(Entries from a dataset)
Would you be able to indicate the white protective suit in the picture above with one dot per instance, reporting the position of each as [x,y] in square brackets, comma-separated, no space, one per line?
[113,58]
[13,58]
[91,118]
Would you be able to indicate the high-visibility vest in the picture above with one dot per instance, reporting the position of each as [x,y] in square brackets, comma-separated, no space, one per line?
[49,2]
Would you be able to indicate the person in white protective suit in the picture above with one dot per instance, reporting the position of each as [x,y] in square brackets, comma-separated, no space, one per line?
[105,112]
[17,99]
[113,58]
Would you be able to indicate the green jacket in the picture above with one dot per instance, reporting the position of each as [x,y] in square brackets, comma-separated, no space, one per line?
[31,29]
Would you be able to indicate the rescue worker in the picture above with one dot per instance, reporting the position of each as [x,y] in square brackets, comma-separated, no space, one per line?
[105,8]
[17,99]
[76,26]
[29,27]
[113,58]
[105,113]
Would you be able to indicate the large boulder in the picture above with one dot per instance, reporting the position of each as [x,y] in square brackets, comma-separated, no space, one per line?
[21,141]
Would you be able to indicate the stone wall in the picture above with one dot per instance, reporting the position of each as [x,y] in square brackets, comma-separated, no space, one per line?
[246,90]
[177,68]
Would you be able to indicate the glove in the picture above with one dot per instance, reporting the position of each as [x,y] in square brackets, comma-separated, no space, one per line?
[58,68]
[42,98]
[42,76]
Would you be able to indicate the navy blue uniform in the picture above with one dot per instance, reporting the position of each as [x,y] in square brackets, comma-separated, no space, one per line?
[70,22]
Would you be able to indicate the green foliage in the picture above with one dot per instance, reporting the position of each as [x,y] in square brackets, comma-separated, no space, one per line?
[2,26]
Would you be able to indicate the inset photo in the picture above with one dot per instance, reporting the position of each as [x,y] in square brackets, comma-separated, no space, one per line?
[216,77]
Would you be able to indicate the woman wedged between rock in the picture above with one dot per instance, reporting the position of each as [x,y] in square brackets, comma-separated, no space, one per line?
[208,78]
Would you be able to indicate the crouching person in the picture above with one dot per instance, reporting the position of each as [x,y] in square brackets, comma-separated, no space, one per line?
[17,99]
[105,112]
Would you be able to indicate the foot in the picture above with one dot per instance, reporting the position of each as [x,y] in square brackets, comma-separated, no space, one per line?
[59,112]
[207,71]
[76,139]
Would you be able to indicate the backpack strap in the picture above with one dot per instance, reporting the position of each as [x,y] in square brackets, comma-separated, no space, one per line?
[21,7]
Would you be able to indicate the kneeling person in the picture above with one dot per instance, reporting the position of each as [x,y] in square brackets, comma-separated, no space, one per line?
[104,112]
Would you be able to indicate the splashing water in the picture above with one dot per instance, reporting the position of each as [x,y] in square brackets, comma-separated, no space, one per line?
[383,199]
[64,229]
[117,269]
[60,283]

== WHAT THE TASK REQUIRES ==
Lay out the lines above as a two-column CSV with the headers input and output, giving one row per line with that line's text under input and its answer under output. Put every field in double quotes, with line breaks turned into spaces.

== ANSWER TO THE EXERCISE ==
input,output
"Would you be able to indicate the white protective suit in the picture above with one dot per instance, reporting the position of each as [x,y] in square brackets, comma-separated, no space, one per line?","[113,58] [13,58] [91,118]"
"Would you be able to indicate the high-visibility vest in the picture above with one dot per instance, reporting the position of each as [x,y] in square brackets, comma-separated, no space, one per line?","[49,2]"
"Would you be able to indicate the person in white protective suit in the picture above with one dot per instance, reporting the position of each as [x,y] in square brackets, comma-separated, no space, one per line?","[105,112] [17,99] [113,58]"
"Would you be able to indicate the green jacket in the picture above with one dot per instance, reporting the position of each as [x,y] in square brackets, comma-separated, no space, one per line?","[31,29]"
"Would you be able to indicate the rescue worker in the picture above with one dot per instance, reporting the position of each as [x,y] in square brackets, comma-separated, no space, one per line?","[105,8] [17,99] [76,26] [29,27] [113,58] [105,113]"
"Would you be able to indicate the large boulder in the picture above with one dot per instance, reporting the position of each as [x,y] in square brackets, comma-separated, no space, one per line?","[21,141]"
"Would you be able to indicate the stone wall in the picture above with one dot per instance, reporting the position of each as [x,y] in square brackets, comma-separated, no space, one per line?","[246,90] [177,68]"
"Would you be able to indicate the glove in the picture above with one dot per instance, reporting the position of each as [x,y] in square brackets, comma-separated, no space, one per line?","[58,68] [42,98] [42,76]"
"Would you be able to indicate the navy blue uniform in the picture above with one dot per instance, reporting the position of each as [x,y] in square brackets, comma-separated, no space, one per line?","[70,22]"
"Would you be able to indicate the green foliage in the picture above with one dot per instance, reporting the position of each as [x,y] in square brackets, comma-separated, no space, one per line?","[2,26]"
"Would you be able to indicate the inset photo in the picture above with one dot per instance, reporting the position of each as [x,y] in square brackets, comma-separated, no space, one per line?","[216,77]"
"Would you be able to indicate the woman wedged between rock in the picture above with one dot per instance, reporting the position of each as [x,y] in square brackets, comma-separated, no space, one per line?","[208,78]"
"Would you be able to indicate the crouching person in the picture above with one dot per instance, reporting the position of each as [x,y] in square brackets, comma-separated, no space, one per line?","[17,99] [105,112]"
"Would you be able to indicate the foot in the picture above with one dot per instance, reporting the position of each as [x,y] in square brackets, comma-separated, no space, one per line?","[59,112] [207,71] [76,139]"
"Would you be able to indicate the backpack strap in the picture above with one dot per instance, reporting the position of each as [x,y] in square brackets, comma-separated, no space, one per line?","[21,7]"
"Would you be able to indicate the kneeling person in the picture above with one dot per instance, reporting the position of each as [x,y] in square brackets, comma-separated, no space, one per line?","[104,112]"
"Would you be able to indicate the splashing water in the picture above with one dot per instance, reporting the position of each as [x,y] in square brackets, comma-separated, no space, one per line?","[383,199] [64,229] [117,269] [60,283]"